____ DOSTARCZONY MATERIAŁ

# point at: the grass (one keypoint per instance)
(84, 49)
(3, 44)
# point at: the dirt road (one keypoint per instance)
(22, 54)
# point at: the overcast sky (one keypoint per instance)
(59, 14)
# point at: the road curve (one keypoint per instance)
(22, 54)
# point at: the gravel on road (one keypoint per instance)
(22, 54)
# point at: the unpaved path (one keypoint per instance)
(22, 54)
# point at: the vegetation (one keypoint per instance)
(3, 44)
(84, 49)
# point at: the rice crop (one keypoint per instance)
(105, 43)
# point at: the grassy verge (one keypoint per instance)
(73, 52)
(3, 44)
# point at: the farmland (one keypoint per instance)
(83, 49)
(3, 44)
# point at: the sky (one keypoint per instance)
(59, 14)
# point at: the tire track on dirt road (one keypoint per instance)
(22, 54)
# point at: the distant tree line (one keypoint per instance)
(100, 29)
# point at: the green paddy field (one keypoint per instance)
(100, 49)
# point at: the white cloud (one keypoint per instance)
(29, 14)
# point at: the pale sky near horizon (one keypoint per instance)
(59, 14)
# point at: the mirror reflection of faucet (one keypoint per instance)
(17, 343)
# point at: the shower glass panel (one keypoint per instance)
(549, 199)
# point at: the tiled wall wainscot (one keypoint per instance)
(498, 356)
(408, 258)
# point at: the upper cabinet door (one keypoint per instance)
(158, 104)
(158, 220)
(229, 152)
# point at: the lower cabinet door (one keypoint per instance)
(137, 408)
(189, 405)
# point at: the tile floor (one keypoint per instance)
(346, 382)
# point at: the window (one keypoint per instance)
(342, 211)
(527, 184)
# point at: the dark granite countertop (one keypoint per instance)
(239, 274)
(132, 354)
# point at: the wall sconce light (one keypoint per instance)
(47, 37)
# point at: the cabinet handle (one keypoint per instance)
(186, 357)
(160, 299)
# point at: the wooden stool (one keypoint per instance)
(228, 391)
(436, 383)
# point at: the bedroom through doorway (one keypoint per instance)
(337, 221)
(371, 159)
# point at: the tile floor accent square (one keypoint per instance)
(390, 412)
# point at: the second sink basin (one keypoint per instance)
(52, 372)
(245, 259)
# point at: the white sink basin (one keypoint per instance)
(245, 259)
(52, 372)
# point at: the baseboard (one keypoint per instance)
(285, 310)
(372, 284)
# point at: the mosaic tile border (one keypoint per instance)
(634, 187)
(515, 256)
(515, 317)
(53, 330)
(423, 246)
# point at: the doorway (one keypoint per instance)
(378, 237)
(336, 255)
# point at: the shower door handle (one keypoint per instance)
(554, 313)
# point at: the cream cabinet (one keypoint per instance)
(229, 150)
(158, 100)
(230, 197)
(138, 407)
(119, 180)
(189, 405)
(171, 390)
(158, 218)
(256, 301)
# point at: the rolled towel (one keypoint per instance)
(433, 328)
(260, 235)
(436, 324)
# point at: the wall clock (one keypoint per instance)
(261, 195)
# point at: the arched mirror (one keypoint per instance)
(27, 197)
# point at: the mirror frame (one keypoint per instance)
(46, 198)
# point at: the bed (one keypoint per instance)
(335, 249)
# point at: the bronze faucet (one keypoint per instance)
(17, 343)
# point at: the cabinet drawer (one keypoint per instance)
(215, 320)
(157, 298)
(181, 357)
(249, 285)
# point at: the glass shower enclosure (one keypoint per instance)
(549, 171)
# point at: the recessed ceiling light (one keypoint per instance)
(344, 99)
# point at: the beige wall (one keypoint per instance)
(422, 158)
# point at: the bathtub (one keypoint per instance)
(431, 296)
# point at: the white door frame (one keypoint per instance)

________

- _INSTRUKCJA DO WYKONANIA_
Przekształć cały powyższy materiał w listę numerowaną, w której każdy wiersz jest osobnym punktem. Puste wiersze pomiń.

- _WYKONANE ĆWICZENIE_
1. # point at: the grass (one keypoint per instance)
2. (84, 49)
3. (3, 44)
4. # point at: the dirt road (one keypoint per instance)
5. (22, 54)
6. # point at: the overcast sky (one keypoint per instance)
7. (59, 14)
8. # point at: the road curve (one keypoint per instance)
9. (22, 54)
10. # point at: the gravel on road (one keypoint per instance)
11. (22, 54)
12. # point at: the unpaved path (one keypoint per instance)
13. (22, 54)
14. # point at: the vegetation (one keypoint per instance)
15. (3, 44)
16. (84, 49)
17. # point at: the rice crop (one keypoint per instance)
18. (105, 43)
19. # point at: the grassy verge (one keypoint per instance)
20. (73, 52)
21. (3, 44)
22. # point at: the farmland (one keypoint per instance)
23. (83, 49)
24. (3, 44)
25. # point at: the sky (one keypoint per instance)
26. (59, 14)
27. # point at: the tire track on dirt road (one keypoint per instance)
28. (22, 54)
29. # point at: the distant tree line (one keypoint per instance)
30. (100, 29)
31. # point at: the green paddy field (one keypoint per instance)
32. (100, 49)
33. # point at: the white cloud (one keypoint per instance)
34. (29, 14)
35. # point at: the pale sky near horizon (one keypoint per instance)
36. (59, 14)
37. # point at: the mirror reflection of faucet (one keypoint per instance)
38. (17, 343)
39. # point at: the shower glass panel (one keypoint per instance)
40. (549, 199)
41. # point at: the tiled wall wainscot (one keypoint per instance)
42. (498, 356)
43. (408, 258)
44. # point at: the upper cabinet door (one keypoint per instance)
45. (158, 104)
46. (158, 220)
47. (229, 152)
48. # point at: the lower cabinet door (one keypoint per instance)
49. (137, 408)
50. (189, 405)
51. # point at: the tile floor (one keypoint per instance)
52. (346, 382)
53. # point at: the window (one keypoint per instance)
54. (342, 211)
55. (527, 184)
56. # point at: the dark granite countertop (one keypoint per instance)
57. (239, 274)
58. (132, 354)
59. # point at: the wall sconce light (one keypoint per instance)
60. (47, 37)
61. # point at: the cabinet handle (one keypoint per instance)
62. (186, 357)
63. (160, 299)
64. # point at: the wooden stool (one keypoint per instance)
65. (228, 391)
66. (436, 383)
67. # point at: the bedroom through doorway (one keypoint per instance)
68. (337, 221)
69. (371, 159)
70. # point at: the tile floor accent square (one keypoint per instance)
71. (390, 412)
72. # point at: the second sink basin (one keypoint per instance)
73. (52, 372)
74. (245, 259)
75. # point at: the white sink basin (one keypoint per instance)
76. (245, 259)
77. (52, 372)
78. # point at: the baseboard (one keypoint per instance)
79. (285, 310)
80. (372, 284)
81. # point at: the mosaic tile border (one keypoint per instance)
82. (634, 187)
83. (515, 256)
84. (515, 317)
85. (53, 330)
86. (423, 246)
87. # point at: the doorway (one keypoint per instance)
88. (378, 237)
89. (336, 255)
90. # point at: the shower door handle (one keypoint per instance)
91. (554, 313)
92. # point at: the cream cabinet (one keypoint per instance)
93. (229, 150)
94. (158, 100)
95. (230, 197)
96. (138, 407)
97. (119, 180)
98. (189, 405)
99. (171, 390)
100. (158, 218)
101. (256, 301)
102. # point at: the rolled towel (one keypoint per instance)
103. (433, 328)
104. (260, 235)
105. (436, 324)
106. # point at: the wall clock (one keypoint per instance)
107. (261, 195)
108. # point at: the arched mirror (one keypoint per instance)
109. (27, 197)
110. # point at: the mirror frame (one keypoint per instance)
111. (46, 198)
112. # point at: the bed (one keypoint per instance)
113. (335, 249)
114. # point at: the bronze faucet (one keypoint per instance)
115. (17, 343)
116. # point at: the cabinet drawer (one keypoint per instance)
117. (215, 320)
118. (157, 298)
119. (181, 357)
120. (249, 285)
121. # point at: the glass shower enclosure (one keypoint per instance)
122. (549, 171)
123. # point at: the recessed ceiling light (one keypoint per instance)
124. (344, 99)
125. # point at: the beige wall (one keypoint per instance)
126. (422, 158)
127. # point at: the bathtub (one keypoint per instance)
128. (431, 296)
129. # point at: the white door frame (one keypoint per instance)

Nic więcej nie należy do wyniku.